→ **Task**:
The records below must be returned exactly, with every picture left out.

[Saved data entries]
+ + + + + + +
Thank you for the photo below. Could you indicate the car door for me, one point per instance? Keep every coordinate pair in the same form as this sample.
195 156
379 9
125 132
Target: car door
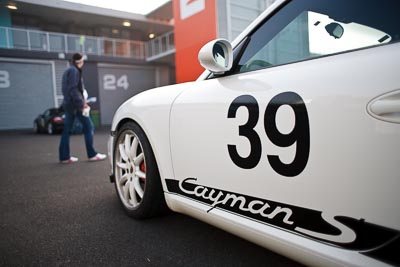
303 133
+ + + + + + +
→ **Response area**:
Thank you for the photo below. Could you indicate the car door for me, one point per instance? Keep every coordinate pair in the same form as this sample.
195 156
379 9
125 132
Target: car door
303 133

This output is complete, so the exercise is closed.